== Provided information

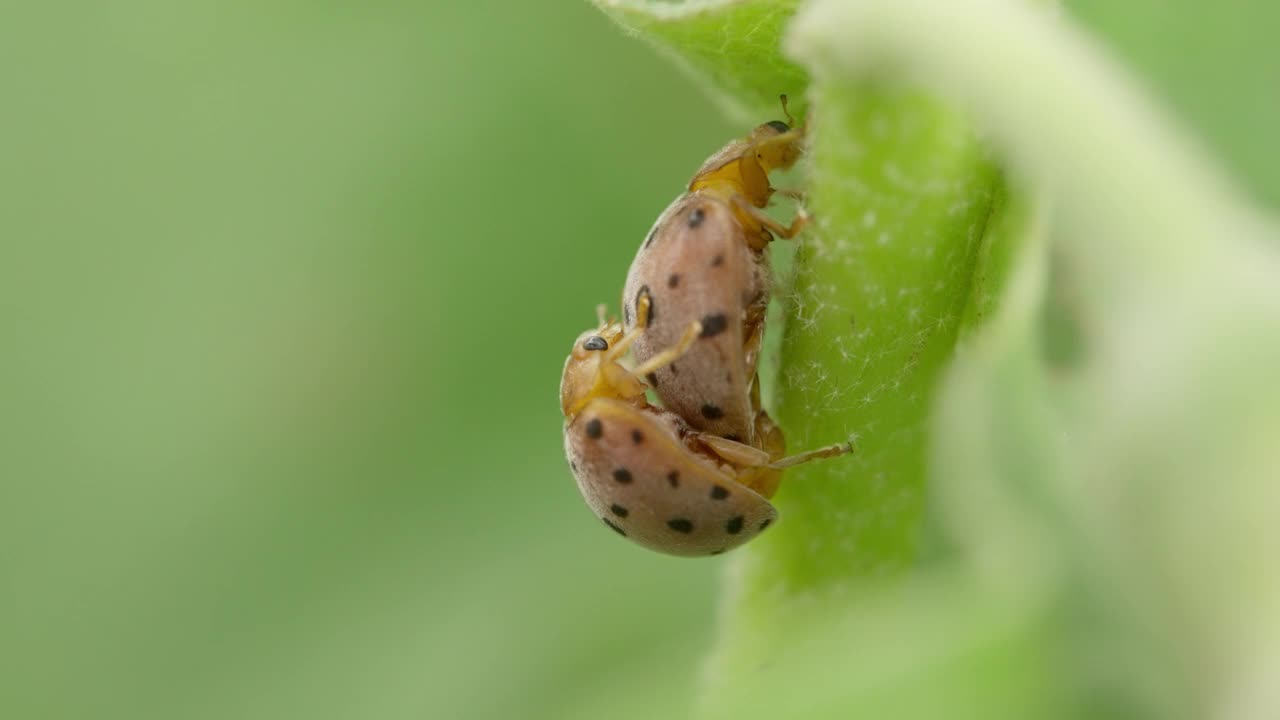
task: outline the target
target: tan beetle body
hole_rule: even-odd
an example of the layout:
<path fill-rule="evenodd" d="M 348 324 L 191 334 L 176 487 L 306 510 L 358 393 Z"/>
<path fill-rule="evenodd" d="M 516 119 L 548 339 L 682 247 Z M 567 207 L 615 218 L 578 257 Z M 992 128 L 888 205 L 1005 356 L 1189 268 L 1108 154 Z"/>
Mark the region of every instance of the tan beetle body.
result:
<path fill-rule="evenodd" d="M 763 251 L 805 222 L 801 213 L 782 226 L 761 208 L 775 192 L 769 171 L 793 165 L 802 141 L 803 130 L 774 121 L 708 158 L 654 223 L 623 287 L 624 328 L 648 325 L 634 345 L 641 362 L 702 323 L 698 343 L 649 378 L 662 404 L 700 431 L 758 448 L 753 385 L 770 291 Z M 638 316 L 642 295 L 651 317 Z"/>
<path fill-rule="evenodd" d="M 718 555 L 778 513 L 722 461 L 686 446 L 682 425 L 666 411 L 597 398 L 566 426 L 565 453 L 587 505 L 616 532 L 669 555 Z"/>
<path fill-rule="evenodd" d="M 647 317 L 647 302 L 640 309 Z M 565 455 L 587 505 L 619 534 L 670 555 L 718 555 L 750 540 L 777 517 L 767 498 L 783 468 L 852 449 L 846 443 L 781 458 L 697 432 L 651 405 L 642 376 L 688 352 L 702 330 L 692 323 L 629 370 L 619 360 L 645 329 L 624 334 L 602 320 L 574 343 L 560 383 Z"/>
<path fill-rule="evenodd" d="M 689 323 L 701 323 L 694 347 L 649 383 L 664 407 L 697 429 L 754 444 L 750 389 L 769 298 L 766 268 L 742 241 L 728 203 L 718 198 L 684 195 L 658 227 L 660 236 L 651 237 L 661 248 L 641 249 L 623 290 L 628 330 L 636 326 L 637 299 L 650 297 L 649 327 L 633 352 L 647 360 L 674 345 Z"/>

====

What to do: The pictures stay out of the copy. Set down the entries above precisely.

Solution to the problem:
task: outline the target
target: tan beetle body
hole_rule: even-odd
an example of the layout:
<path fill-rule="evenodd" d="M 348 324 L 191 334 L 176 487 L 306 510 L 358 393 Z"/>
<path fill-rule="evenodd" d="M 516 119 L 548 339 L 682 247 Z M 567 207 L 615 218 L 578 257 Z M 992 128 L 888 205 L 1005 356 L 1189 268 L 1108 154 Z"/>
Mark the region of every instance of the tan beetle body.
result:
<path fill-rule="evenodd" d="M 763 251 L 805 222 L 801 213 L 782 226 L 761 208 L 775 192 L 769 171 L 793 165 L 802 141 L 803 130 L 774 121 L 708 158 L 654 223 L 623 287 L 624 328 L 648 325 L 634 345 L 641 362 L 702 323 L 698 343 L 649 378 L 662 404 L 700 431 L 758 448 L 753 385 L 770 291 Z M 638 316 L 642 295 L 651 317 Z"/>
<path fill-rule="evenodd" d="M 718 555 L 778 513 L 722 461 L 686 446 L 682 425 L 666 411 L 597 398 L 566 426 L 565 453 L 587 505 L 616 532 L 669 555 Z"/>
<path fill-rule="evenodd" d="M 647 317 L 647 302 L 640 309 Z M 565 455 L 587 505 L 619 534 L 670 555 L 718 555 L 750 540 L 777 517 L 767 498 L 783 468 L 852 449 L 846 443 L 781 458 L 697 432 L 651 405 L 642 376 L 688 352 L 702 330 L 692 323 L 629 370 L 619 360 L 645 329 L 624 334 L 602 320 L 574 343 L 560 383 Z"/>
<path fill-rule="evenodd" d="M 689 323 L 701 323 L 694 347 L 649 383 L 664 407 L 697 429 L 754 444 L 750 389 L 769 298 L 766 268 L 742 241 L 728 203 L 718 198 L 684 195 L 658 227 L 660 236 L 651 237 L 661 248 L 641 249 L 623 290 L 628 330 L 636 326 L 637 299 L 650 297 L 649 327 L 633 352 L 647 360 L 674 345 Z"/>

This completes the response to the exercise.